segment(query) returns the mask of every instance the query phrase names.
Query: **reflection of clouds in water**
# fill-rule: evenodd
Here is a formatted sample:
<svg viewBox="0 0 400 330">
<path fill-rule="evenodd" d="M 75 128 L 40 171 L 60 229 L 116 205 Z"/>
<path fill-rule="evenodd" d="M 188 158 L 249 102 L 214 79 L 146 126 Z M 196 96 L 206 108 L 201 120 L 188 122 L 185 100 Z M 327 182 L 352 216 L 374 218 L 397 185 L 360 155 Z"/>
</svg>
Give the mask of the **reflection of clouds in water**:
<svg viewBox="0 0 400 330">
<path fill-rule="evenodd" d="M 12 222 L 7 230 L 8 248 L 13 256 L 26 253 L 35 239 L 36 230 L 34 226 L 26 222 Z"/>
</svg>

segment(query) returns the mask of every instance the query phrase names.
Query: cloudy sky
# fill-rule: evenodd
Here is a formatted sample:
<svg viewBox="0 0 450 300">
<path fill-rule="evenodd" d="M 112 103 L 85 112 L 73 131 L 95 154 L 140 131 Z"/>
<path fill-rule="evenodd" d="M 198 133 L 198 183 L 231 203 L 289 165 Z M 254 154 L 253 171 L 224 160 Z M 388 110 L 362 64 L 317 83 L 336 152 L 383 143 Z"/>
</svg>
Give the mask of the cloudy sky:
*****
EXERCISE REQUIREMENTS: Every line of the data is to be retyped without alteration.

OUTPUT OF THE TASK:
segment(query) returns the mask of every instance the query phrase names.
Query: **reflection of clouds in water**
# fill-rule: evenodd
Here is a formatted sample:
<svg viewBox="0 0 400 330">
<path fill-rule="evenodd" d="M 75 128 L 40 171 L 60 229 L 116 205 Z"/>
<path fill-rule="evenodd" d="M 188 158 L 249 102 L 214 79 L 146 126 Z M 196 96 L 206 108 L 201 120 L 188 122 L 185 100 Z M 327 182 L 352 216 L 374 218 L 397 185 L 360 155 Z"/>
</svg>
Give the mask of the **reflection of clouds in water**:
<svg viewBox="0 0 400 330">
<path fill-rule="evenodd" d="M 12 222 L 7 230 L 8 248 L 13 256 L 26 253 L 35 239 L 36 230 L 34 226 L 26 222 Z"/>
</svg>

segment(query) returns the mask of every instance the query phrase names.
Query: cloudy sky
# fill-rule: evenodd
Here is a formatted sample:
<svg viewBox="0 0 450 300">
<path fill-rule="evenodd" d="M 112 103 L 85 112 L 73 131 L 95 154 L 140 131 Z"/>
<path fill-rule="evenodd" d="M 198 133 L 198 183 L 231 203 L 289 165 Z M 254 154 L 253 171 L 224 160 Z M 388 110 L 362 64 L 317 83 L 336 152 L 383 143 Z"/>
</svg>
Give the mask of the cloudy sky:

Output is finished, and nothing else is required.